What the task asks - Could you filter the data below down to the lines that hold the word "pine"?
Entries supplied: Begin
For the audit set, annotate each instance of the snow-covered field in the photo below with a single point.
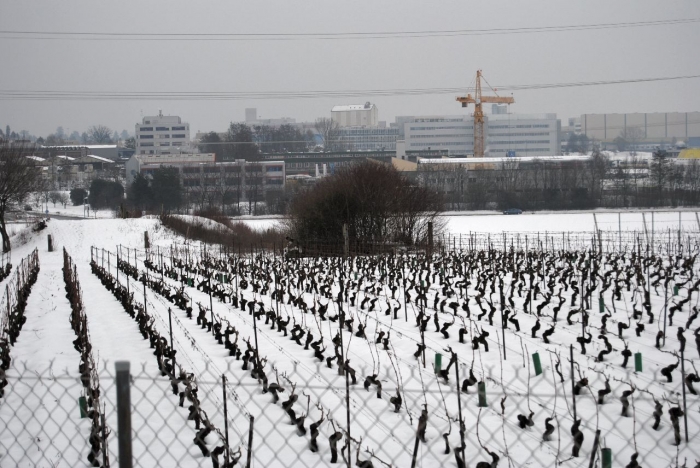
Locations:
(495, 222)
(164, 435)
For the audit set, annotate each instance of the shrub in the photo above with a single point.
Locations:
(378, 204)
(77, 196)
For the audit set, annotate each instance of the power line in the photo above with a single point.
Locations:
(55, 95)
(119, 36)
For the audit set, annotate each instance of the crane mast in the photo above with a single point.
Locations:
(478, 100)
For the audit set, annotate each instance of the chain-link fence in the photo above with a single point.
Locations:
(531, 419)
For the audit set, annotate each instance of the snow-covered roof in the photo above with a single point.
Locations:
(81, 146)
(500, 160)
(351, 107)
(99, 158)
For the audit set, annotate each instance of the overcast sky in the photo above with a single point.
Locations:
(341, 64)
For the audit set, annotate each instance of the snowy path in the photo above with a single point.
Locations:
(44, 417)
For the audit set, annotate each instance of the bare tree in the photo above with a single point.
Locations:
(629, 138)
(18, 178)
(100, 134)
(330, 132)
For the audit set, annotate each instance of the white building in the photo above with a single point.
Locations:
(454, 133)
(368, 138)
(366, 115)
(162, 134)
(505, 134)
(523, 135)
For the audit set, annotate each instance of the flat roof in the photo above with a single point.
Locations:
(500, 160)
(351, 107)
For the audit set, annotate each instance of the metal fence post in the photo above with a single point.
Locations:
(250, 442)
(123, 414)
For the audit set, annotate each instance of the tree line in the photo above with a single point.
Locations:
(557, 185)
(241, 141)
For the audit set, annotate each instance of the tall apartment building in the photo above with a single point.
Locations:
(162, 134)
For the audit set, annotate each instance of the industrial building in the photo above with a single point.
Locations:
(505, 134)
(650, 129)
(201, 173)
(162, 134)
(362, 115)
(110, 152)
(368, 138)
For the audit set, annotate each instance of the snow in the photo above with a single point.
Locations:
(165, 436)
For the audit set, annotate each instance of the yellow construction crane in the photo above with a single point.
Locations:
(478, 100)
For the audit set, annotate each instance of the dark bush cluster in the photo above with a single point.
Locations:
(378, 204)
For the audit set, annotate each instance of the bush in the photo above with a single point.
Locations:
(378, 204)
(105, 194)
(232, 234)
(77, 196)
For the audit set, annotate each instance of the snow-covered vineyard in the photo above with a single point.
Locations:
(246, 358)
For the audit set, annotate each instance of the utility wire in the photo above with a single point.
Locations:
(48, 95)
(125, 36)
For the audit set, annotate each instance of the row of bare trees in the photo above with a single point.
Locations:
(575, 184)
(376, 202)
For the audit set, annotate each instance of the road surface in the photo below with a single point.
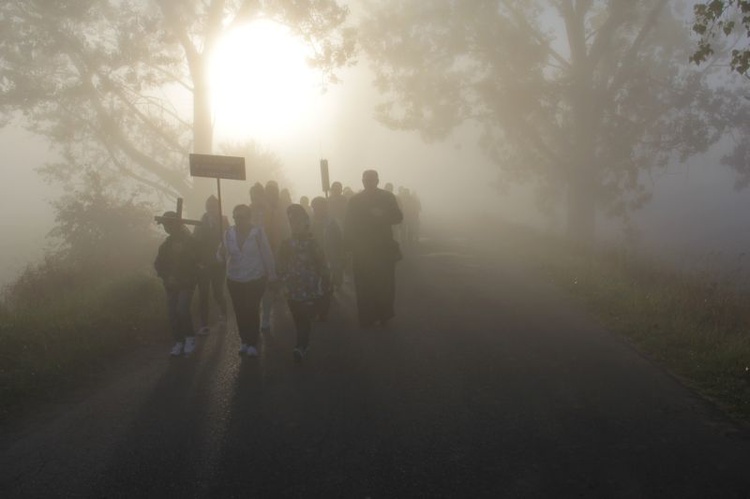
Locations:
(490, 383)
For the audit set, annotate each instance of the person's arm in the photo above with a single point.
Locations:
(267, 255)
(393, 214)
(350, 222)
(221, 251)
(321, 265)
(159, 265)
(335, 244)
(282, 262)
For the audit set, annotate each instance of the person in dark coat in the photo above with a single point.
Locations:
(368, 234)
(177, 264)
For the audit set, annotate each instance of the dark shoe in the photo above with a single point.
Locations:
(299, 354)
Entries supplied: End
Entries supplied: Begin
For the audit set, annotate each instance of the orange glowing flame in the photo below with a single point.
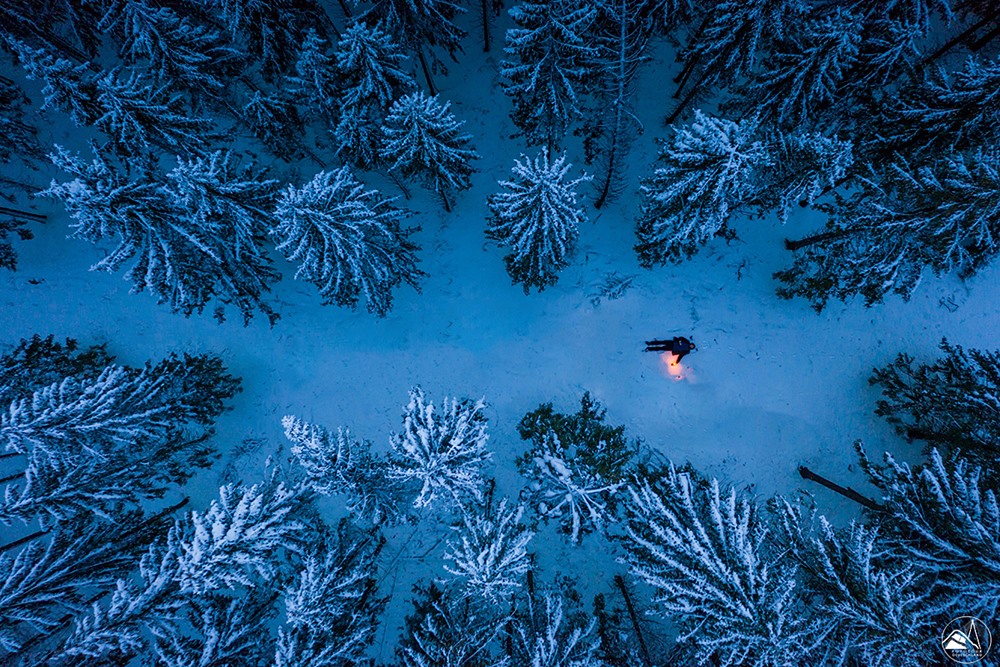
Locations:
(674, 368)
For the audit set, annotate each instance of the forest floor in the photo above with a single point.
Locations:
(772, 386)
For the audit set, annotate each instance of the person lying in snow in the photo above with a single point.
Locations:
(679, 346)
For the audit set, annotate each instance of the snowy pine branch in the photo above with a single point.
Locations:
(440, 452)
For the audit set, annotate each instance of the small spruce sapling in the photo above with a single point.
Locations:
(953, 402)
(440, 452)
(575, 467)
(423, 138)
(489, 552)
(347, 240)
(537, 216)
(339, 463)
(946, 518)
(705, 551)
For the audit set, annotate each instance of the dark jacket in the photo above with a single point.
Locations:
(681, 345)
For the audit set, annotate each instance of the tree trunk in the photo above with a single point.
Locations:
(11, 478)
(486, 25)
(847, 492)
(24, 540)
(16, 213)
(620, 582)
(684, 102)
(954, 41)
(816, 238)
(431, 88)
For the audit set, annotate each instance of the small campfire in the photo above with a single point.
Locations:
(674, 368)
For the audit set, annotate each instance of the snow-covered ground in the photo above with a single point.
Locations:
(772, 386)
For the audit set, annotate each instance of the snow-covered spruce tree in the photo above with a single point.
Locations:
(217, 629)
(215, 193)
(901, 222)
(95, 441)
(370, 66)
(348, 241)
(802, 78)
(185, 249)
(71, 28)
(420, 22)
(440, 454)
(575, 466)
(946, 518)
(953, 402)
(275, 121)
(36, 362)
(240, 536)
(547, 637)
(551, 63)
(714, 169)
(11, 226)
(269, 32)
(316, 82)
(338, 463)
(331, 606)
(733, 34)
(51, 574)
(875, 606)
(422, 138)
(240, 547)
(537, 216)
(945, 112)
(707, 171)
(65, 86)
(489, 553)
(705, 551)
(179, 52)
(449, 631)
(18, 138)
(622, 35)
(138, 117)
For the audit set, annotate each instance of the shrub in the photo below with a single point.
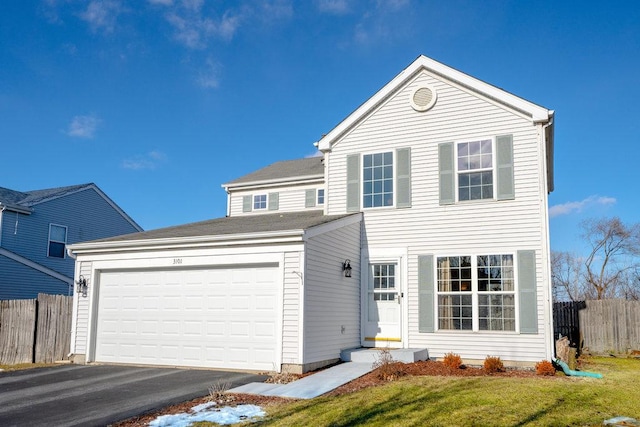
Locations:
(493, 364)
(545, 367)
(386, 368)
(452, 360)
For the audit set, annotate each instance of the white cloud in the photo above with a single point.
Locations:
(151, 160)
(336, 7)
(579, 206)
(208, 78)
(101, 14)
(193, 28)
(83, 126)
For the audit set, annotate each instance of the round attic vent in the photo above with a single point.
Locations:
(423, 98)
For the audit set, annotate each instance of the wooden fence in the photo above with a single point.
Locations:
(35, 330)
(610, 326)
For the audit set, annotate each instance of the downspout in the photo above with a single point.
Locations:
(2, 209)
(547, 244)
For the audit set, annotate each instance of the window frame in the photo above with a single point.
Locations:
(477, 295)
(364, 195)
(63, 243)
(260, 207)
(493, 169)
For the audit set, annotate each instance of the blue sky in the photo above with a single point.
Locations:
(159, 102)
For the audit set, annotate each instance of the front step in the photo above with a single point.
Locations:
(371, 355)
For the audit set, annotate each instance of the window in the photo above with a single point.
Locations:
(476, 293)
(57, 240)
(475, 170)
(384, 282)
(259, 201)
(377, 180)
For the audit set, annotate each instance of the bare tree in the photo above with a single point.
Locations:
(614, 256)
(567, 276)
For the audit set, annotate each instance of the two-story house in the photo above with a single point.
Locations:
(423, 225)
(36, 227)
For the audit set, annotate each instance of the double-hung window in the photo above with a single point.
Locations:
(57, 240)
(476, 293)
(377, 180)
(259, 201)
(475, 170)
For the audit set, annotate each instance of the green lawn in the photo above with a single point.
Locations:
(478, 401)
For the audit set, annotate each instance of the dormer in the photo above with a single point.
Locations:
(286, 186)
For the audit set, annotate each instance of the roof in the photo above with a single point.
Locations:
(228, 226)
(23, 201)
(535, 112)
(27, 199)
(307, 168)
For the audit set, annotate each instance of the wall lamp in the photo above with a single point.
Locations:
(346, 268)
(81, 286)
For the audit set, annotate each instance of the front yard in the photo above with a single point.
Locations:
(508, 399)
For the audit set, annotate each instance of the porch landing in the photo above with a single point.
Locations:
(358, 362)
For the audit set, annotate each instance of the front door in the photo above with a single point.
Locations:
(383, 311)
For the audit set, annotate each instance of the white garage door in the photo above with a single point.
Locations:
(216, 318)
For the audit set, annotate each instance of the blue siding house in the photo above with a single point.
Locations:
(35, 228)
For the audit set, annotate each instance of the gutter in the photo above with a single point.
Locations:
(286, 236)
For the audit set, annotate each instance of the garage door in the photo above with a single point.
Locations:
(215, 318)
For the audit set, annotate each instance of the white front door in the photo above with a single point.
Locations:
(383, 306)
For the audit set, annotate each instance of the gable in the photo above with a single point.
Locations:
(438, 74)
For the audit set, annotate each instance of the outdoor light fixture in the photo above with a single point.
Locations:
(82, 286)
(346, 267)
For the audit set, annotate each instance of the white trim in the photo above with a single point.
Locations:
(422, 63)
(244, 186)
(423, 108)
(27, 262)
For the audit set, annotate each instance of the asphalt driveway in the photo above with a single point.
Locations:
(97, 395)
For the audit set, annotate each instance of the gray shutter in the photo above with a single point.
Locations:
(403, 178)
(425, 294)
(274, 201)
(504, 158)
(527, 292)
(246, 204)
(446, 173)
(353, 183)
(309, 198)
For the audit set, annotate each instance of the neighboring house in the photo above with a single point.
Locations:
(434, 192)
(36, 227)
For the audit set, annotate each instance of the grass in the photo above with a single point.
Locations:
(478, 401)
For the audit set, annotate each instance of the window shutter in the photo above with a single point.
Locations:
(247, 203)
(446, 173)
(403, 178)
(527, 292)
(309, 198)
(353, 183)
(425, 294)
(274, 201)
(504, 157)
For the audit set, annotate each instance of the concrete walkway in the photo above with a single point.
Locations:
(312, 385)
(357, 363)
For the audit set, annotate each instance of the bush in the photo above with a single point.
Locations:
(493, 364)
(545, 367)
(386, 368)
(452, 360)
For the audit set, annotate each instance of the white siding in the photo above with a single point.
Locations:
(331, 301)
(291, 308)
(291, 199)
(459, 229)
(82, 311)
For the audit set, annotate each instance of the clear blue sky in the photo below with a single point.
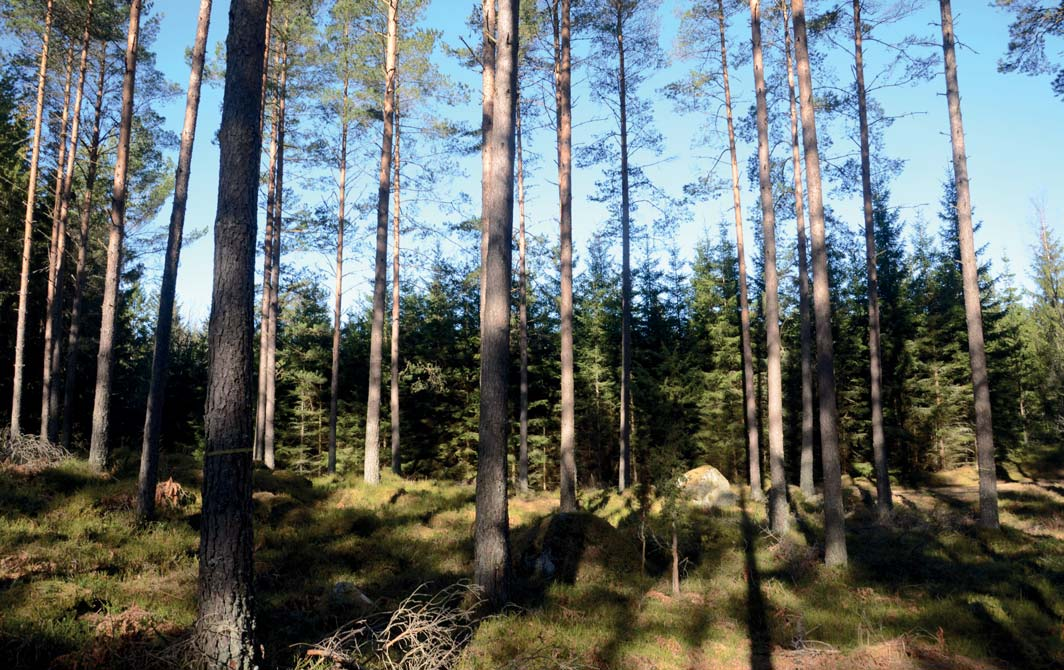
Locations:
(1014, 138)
Entries supplied: End
Entries supplied: Begin
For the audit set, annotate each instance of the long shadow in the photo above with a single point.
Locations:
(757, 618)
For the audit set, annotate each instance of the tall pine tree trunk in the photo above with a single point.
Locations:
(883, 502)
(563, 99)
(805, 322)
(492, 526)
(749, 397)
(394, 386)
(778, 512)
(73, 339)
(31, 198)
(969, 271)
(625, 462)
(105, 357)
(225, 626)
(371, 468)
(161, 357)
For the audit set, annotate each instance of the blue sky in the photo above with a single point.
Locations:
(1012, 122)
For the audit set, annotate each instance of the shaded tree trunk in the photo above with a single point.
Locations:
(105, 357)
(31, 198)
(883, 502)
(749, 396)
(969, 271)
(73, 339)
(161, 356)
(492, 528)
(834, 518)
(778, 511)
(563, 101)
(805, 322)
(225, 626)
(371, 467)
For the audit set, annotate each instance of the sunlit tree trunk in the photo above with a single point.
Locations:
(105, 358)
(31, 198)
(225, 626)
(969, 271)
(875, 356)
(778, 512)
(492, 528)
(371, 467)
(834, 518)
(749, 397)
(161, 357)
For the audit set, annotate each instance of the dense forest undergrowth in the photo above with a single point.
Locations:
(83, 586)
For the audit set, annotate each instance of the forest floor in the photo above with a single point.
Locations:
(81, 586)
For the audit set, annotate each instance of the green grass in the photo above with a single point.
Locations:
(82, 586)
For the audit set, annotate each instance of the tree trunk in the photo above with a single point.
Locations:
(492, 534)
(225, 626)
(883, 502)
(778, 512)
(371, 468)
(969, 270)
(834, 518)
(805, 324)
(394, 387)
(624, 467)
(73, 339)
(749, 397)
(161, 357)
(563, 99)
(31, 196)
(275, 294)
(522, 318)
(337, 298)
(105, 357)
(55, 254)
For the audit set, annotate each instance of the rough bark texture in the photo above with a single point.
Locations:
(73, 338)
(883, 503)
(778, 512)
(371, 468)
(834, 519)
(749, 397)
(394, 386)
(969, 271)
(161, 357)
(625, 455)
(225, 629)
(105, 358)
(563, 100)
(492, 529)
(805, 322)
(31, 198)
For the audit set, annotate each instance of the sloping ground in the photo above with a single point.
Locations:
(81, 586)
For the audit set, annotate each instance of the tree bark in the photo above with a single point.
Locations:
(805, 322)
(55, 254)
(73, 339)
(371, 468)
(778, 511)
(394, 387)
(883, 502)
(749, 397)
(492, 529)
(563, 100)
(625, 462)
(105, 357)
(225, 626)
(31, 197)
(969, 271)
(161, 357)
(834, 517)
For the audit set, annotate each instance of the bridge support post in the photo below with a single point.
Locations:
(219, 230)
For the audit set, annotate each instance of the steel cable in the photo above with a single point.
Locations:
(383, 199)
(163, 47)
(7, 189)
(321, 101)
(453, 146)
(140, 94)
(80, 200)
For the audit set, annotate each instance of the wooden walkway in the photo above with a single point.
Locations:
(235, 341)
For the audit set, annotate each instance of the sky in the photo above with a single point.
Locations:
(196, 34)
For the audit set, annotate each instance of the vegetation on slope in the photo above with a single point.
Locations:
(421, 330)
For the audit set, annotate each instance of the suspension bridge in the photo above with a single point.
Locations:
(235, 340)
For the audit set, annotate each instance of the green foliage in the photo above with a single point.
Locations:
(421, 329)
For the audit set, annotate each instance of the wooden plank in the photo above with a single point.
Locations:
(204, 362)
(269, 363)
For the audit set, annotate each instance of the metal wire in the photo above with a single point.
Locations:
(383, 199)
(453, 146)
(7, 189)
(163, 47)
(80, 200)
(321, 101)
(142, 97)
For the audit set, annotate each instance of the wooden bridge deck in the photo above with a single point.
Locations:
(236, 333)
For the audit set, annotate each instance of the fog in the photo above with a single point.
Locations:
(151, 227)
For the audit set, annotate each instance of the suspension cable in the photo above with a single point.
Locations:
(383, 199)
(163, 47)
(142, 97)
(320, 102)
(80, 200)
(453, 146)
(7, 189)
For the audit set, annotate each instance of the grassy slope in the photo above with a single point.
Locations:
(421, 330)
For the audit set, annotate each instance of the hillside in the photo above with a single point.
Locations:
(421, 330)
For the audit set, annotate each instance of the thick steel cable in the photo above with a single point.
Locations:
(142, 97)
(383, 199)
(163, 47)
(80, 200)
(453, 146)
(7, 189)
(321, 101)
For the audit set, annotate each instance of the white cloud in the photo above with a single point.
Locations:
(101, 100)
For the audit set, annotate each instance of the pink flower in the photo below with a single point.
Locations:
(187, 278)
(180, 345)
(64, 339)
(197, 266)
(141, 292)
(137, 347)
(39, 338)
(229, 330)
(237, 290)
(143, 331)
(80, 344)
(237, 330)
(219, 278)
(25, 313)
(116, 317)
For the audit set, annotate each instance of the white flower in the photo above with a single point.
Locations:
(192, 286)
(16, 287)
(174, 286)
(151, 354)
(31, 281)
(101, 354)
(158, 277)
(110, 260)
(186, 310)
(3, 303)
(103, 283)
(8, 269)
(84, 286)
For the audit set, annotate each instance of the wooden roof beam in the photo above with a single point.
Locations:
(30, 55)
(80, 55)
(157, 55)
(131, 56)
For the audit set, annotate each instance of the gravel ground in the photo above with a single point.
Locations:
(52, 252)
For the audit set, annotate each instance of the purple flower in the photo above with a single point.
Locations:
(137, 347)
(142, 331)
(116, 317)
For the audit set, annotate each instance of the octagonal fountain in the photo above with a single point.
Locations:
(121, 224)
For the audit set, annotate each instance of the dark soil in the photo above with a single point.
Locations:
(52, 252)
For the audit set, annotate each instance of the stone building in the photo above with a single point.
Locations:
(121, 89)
Entries supplied: End
Response area -
For the audit set, annotate each instance of the snowy pine branch in the photo above with a single point.
For the audit set, annotate each instance of the tall pine tree trunk in the photo above with a single point.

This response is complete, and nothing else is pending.